EXERCISE DESCRIPTION: The lines to repeat are those below from the one containing "locate the turquoise sea in the photo above" down to the one containing "locate the woman in", both included; reproduce them exactly and nothing else.

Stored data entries

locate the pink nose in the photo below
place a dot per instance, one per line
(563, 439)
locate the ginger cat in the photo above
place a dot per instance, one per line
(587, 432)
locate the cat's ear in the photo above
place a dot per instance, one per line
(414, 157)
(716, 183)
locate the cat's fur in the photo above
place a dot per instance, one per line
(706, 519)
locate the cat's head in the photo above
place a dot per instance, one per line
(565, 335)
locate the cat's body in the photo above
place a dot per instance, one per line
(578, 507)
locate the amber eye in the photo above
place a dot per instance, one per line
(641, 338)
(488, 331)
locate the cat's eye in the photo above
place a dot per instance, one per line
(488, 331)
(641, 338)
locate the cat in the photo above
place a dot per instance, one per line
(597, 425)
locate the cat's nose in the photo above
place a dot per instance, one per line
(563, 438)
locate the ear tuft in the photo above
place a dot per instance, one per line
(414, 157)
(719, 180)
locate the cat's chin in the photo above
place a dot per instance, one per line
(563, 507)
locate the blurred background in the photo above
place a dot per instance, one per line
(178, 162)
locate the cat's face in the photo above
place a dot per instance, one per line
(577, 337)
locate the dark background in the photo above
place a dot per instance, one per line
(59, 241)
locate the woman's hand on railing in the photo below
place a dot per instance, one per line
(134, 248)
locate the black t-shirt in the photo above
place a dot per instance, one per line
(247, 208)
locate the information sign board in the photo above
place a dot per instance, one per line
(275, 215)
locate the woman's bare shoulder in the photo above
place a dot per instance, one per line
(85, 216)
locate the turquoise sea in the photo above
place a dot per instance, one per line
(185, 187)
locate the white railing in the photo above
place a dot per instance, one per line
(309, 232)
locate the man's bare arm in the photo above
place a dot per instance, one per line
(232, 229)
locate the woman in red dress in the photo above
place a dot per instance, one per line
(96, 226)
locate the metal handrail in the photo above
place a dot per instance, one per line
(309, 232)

RESULT OF THE TASK:
locate the turquoise sea in the photo above
place a dot per instance, one per line
(185, 187)
locate the white railing in the photo above
place a dot per instance, one per line
(309, 232)
locate the man's bare arm in the photo above
place a dot per instance, one per line
(232, 229)
locate the woman in red dress in the photo above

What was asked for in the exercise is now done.